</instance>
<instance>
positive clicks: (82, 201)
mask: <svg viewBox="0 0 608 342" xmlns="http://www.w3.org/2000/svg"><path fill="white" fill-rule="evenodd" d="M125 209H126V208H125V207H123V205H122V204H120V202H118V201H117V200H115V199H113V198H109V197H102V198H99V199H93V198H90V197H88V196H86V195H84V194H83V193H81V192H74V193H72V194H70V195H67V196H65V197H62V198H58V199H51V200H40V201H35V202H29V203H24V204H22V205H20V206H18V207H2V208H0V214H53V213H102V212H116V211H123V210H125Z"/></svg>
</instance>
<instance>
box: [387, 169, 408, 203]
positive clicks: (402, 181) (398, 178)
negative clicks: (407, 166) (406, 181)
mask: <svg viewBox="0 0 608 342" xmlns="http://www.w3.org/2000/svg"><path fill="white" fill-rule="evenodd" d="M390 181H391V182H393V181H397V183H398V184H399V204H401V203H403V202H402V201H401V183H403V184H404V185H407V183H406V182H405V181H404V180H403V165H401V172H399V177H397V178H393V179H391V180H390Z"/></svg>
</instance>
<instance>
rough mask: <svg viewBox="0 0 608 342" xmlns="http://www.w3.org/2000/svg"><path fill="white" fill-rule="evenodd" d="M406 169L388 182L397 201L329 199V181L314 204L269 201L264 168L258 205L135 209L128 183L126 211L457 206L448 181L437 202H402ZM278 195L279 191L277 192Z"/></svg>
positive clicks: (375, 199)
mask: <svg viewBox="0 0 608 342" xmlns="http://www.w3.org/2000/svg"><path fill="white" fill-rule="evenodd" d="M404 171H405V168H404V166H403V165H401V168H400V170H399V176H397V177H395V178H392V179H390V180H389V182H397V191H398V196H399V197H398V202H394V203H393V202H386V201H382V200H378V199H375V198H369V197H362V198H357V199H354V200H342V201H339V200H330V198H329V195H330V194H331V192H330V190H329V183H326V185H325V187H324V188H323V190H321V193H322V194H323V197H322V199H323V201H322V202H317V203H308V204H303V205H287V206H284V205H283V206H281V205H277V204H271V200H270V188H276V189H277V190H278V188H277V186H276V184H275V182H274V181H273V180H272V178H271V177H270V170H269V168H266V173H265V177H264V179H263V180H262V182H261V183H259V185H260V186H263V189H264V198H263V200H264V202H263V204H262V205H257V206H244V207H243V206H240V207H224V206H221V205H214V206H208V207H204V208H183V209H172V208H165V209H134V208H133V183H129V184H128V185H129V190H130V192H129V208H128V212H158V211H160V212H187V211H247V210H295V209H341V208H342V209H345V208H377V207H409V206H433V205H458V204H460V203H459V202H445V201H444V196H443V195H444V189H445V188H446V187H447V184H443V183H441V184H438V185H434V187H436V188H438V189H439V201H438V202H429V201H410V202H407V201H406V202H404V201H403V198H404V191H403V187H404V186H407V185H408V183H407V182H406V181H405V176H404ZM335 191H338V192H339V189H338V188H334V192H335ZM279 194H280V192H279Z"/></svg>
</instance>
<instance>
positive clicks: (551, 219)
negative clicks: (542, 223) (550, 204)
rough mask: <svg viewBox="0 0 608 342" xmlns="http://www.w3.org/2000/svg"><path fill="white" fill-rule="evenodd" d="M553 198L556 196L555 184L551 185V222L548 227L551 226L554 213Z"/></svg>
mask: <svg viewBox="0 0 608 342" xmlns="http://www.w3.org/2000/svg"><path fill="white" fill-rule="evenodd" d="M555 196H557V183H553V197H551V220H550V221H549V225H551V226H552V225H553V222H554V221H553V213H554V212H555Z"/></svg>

REQUIRED ACTION: Once more, write out all of the entries above exactly.

FINAL ANSWER:
</instance>
<instance>
positive clicks: (82, 201)
mask: <svg viewBox="0 0 608 342" xmlns="http://www.w3.org/2000/svg"><path fill="white" fill-rule="evenodd" d="M125 209H126V208H125V207H123V205H122V204H120V202H118V201H117V200H115V199H113V198H109V197H102V198H99V199H93V198H90V197H88V196H86V195H84V194H83V193H81V192H74V193H72V194H70V195H67V196H65V197H62V198H58V199H51V200H40V201H35V202H29V203H24V204H22V205H20V206H18V207H2V208H0V214H53V213H102V212H116V211H123V210H125Z"/></svg>
</instance>
<instance>
box: [387, 169, 408, 203]
positive clicks: (402, 181) (398, 178)
negative clicks: (407, 166) (406, 181)
mask: <svg viewBox="0 0 608 342" xmlns="http://www.w3.org/2000/svg"><path fill="white" fill-rule="evenodd" d="M390 181H391V182H393V181H397V183H398V184H399V204H401V203H403V202H402V201H401V183H403V184H404V185H407V183H406V182H405V181H404V180H403V165H401V172H399V177H397V178H393V179H391V180H390Z"/></svg>
</instance>
<instance>
rough mask: <svg viewBox="0 0 608 342" xmlns="http://www.w3.org/2000/svg"><path fill="white" fill-rule="evenodd" d="M406 169L388 182L397 201L329 199V181L314 204L269 201L264 168L258 205L135 209L128 183L126 211L457 206L448 181L437 202H402ZM278 195L279 191L277 192Z"/></svg>
positive clicks: (375, 199)
mask: <svg viewBox="0 0 608 342" xmlns="http://www.w3.org/2000/svg"><path fill="white" fill-rule="evenodd" d="M404 171H405V168H404V166H403V165H401V168H400V170H399V176H397V177H395V178H392V179H390V180H389V182H397V191H398V196H399V197H398V202H394V203H393V202H386V201H382V200H378V199H375V198H369V197H362V198H357V199H354V200H342V201H339V200H330V198H329V195H330V194H331V192H330V190H329V183H326V185H325V187H324V188H323V190H321V193H322V194H323V197H322V199H323V201H322V202H317V203H308V204H303V205H287V206H284V205H283V206H281V205H277V204H271V200H270V188H276V189H277V190H278V188H277V186H276V184H275V182H274V181H273V180H272V178H271V177H270V170H269V168H266V173H265V177H264V179H263V180H262V182H261V183H259V185H260V186H263V189H264V198H263V200H264V202H263V204H262V205H257V206H244V207H243V206H240V207H224V206H221V205H214V206H208V207H204V208H183V209H172V208H165V209H134V208H133V183H129V184H128V185H129V190H130V192H129V208H128V212H158V211H160V212H187V211H247V210H295V209H341V208H342V209H345V208H377V207H409V206H433V205H458V204H460V203H459V202H445V201H444V196H443V195H444V189H445V188H446V187H447V184H443V183H441V184H438V185H434V187H436V188H438V189H439V201H438V202H429V201H410V202H407V201H406V202H404V201H403V198H404V191H403V187H404V186H407V185H408V183H407V182H406V181H405V176H404ZM335 191H338V192H339V189H338V188H334V192H335ZM279 194H280V192H279Z"/></svg>
</instance>
<instance>
positive clicks: (551, 219)
negative clicks: (542, 223) (550, 204)
rough mask: <svg viewBox="0 0 608 342" xmlns="http://www.w3.org/2000/svg"><path fill="white" fill-rule="evenodd" d="M553 198L556 196L555 184L551 185V222L548 227L551 226L554 213Z"/></svg>
mask: <svg viewBox="0 0 608 342" xmlns="http://www.w3.org/2000/svg"><path fill="white" fill-rule="evenodd" d="M555 196H557V183H553V197H551V220H550V221H549V225H551V226H552V225H553V222H554V221H553V213H554V212H555Z"/></svg>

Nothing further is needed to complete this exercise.